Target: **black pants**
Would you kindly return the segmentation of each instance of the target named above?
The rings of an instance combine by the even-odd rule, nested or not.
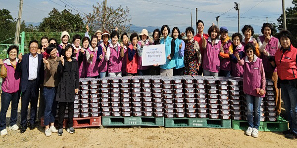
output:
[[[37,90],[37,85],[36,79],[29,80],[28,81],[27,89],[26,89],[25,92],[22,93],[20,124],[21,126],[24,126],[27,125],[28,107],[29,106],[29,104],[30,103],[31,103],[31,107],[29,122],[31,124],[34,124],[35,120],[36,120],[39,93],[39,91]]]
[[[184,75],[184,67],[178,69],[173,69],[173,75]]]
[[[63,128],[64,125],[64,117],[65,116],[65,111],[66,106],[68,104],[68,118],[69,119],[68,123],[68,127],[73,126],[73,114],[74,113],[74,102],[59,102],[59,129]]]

━━━━━━━━━━━━━━━━━━━━━━━━━━━━━━

Set task:
Reproduce all of the data above, requests included, adding -122 to every coordinate in the answers and omitting the pictures.

Correct answer:
Target: **black pants**
Would you kindly return the segmentation of each instance of the target named above?
The rings of an instance combine by the even-odd rule, nested or not.
output:
[[[-85,-32],[-85,-37],[-86,-43],[-93,-42],[-94,-41],[-95,-33],[-96,-33],[-97,-30],[-100,-29],[-102,2],[-101,4],[-98,4],[-95,3],[-94,-15],[-93,-16],[-93,-18],[-92,-19],[-91,-19],[-91,-15],[-93,0],[-91,2],[-88,2],[-87,-2],[-86,-2],[-83,-29],[-83,-31]]]
[[[62,-47],[62,-55],[56,-53],[51,-53],[51,-47]]]
[[[-59,6],[-58,3],[-58,-5],[-57,-6],[-57,-11],[-56,-16],[-54,-18],[-54,-4],[-53,-3],[-54,1],[-54,5],[-49,4],[-49,-8],[-48,-9],[-48,-20],[-63,-20],[-63,7]]]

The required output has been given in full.